##### Provided entries

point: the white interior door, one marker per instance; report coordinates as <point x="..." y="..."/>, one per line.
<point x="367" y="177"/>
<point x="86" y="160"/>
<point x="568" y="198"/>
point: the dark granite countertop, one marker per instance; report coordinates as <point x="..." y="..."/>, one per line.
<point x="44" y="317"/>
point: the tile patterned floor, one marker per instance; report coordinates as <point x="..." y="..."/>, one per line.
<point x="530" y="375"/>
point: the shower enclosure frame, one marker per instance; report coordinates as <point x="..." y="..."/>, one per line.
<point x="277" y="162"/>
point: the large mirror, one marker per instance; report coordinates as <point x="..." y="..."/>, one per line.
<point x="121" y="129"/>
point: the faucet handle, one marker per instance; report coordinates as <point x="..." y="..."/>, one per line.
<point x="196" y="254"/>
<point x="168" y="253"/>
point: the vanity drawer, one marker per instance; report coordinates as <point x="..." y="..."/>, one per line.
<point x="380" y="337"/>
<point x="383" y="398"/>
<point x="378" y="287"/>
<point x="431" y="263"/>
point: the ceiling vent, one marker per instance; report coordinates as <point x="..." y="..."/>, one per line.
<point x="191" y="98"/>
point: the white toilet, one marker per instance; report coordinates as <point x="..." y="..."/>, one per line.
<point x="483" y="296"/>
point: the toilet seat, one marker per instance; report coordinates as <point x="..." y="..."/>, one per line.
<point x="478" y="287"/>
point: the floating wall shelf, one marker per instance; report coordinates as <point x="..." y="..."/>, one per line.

##########

Carry over every line from the one containing "point: the vanity" through the last line of the rows, adding -6 to each x and y coordinate value.

## Response
point: the vanity drawer, one marker per instance; report coordinates as <point x="..." y="..."/>, one per line.
<point x="374" y="331"/>
<point x="377" y="392"/>
<point x="372" y="281"/>
<point x="425" y="257"/>
point: the ceiling vent, one marker per instance; report coordinates as <point x="..." y="..."/>, one per line.
<point x="185" y="92"/>
point: the white toilet, one marker per instance; report coordinates as <point x="..." y="..."/>, one per line.
<point x="477" y="290"/>
point: the toilet seat, one marker per instance; report coordinates as <point x="..." y="..."/>, one per line.
<point x="472" y="281"/>
point: the floating wall shelf, one marker per instance; report coordinates as <point x="..." y="..."/>, one per line.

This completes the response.